**Exercise objective:**
Reproduce the lines that follow, switching every occurrence of "landing gear" to "landing skid" and leaving all other text unchanged.

----

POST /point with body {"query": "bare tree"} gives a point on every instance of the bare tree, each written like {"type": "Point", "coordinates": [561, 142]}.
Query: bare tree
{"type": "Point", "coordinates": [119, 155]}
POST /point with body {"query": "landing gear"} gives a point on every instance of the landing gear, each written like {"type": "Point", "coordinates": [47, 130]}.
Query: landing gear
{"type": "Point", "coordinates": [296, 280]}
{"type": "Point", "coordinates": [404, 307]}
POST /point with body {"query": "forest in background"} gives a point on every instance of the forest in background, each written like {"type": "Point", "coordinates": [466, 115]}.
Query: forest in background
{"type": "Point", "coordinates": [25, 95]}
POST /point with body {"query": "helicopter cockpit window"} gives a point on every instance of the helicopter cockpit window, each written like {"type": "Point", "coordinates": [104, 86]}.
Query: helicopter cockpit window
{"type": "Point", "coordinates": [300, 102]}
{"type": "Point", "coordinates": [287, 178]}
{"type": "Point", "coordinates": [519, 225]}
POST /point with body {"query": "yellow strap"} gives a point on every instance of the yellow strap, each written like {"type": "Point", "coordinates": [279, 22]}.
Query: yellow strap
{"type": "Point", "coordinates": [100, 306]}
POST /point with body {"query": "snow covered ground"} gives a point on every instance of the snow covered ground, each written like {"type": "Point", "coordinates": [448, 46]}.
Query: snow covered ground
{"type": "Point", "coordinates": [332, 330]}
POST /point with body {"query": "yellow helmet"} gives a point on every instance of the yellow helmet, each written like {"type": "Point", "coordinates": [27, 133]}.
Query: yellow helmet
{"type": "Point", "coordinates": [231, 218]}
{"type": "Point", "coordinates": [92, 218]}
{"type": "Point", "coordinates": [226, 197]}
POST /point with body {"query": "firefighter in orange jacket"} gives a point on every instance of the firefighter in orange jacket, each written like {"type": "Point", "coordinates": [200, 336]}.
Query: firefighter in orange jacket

----

**Answer for the task:**
POST /point with body {"query": "bare tree"} gives a point on every instance of the bare tree, each written like {"type": "Point", "coordinates": [561, 142]}.
Query: bare tree
{"type": "Point", "coordinates": [119, 155]}
POST /point with body {"query": "landing skid"} gives a point on every instance of the landing skid, each written like {"type": "Point", "coordinates": [47, 130]}.
Query: landing skid
{"type": "Point", "coordinates": [296, 280]}
{"type": "Point", "coordinates": [404, 307]}
POST /point with body {"query": "forest in background"} gives a point on every instance of the forest in background, each written like {"type": "Point", "coordinates": [466, 115]}.
Query: forest in background
{"type": "Point", "coordinates": [25, 95]}
POST /point with body {"query": "helicopter cockpit window"} gives a point on every instance of the helicopter cockpit window, each written like {"type": "Point", "coordinates": [104, 86]}.
Query: helicopter cockpit window
{"type": "Point", "coordinates": [300, 102]}
{"type": "Point", "coordinates": [287, 178]}
{"type": "Point", "coordinates": [519, 225]}
POST /point with body {"query": "yellow strap"} gives a point on every instance of the yellow strap, each written like {"type": "Point", "coordinates": [279, 22]}.
Query: yellow strap
{"type": "Point", "coordinates": [100, 306]}
POST /point with body {"query": "snow covered ground"} gives a point on every instance of the snow covered ground, each written like {"type": "Point", "coordinates": [448, 46]}.
Query: snow covered ground
{"type": "Point", "coordinates": [332, 330]}
POST /point with body {"query": "yellow helmet"} gives a point on every instance of the yellow helmet, each written like {"type": "Point", "coordinates": [27, 133]}.
Query: yellow helmet
{"type": "Point", "coordinates": [231, 218]}
{"type": "Point", "coordinates": [92, 218]}
{"type": "Point", "coordinates": [226, 197]}
POST /point with body {"query": "firefighter in orange jacket"} gives a point on every instance of the firefighter in orange jacket, each written like {"type": "Point", "coordinates": [200, 336]}.
Query: firefighter in orange jacket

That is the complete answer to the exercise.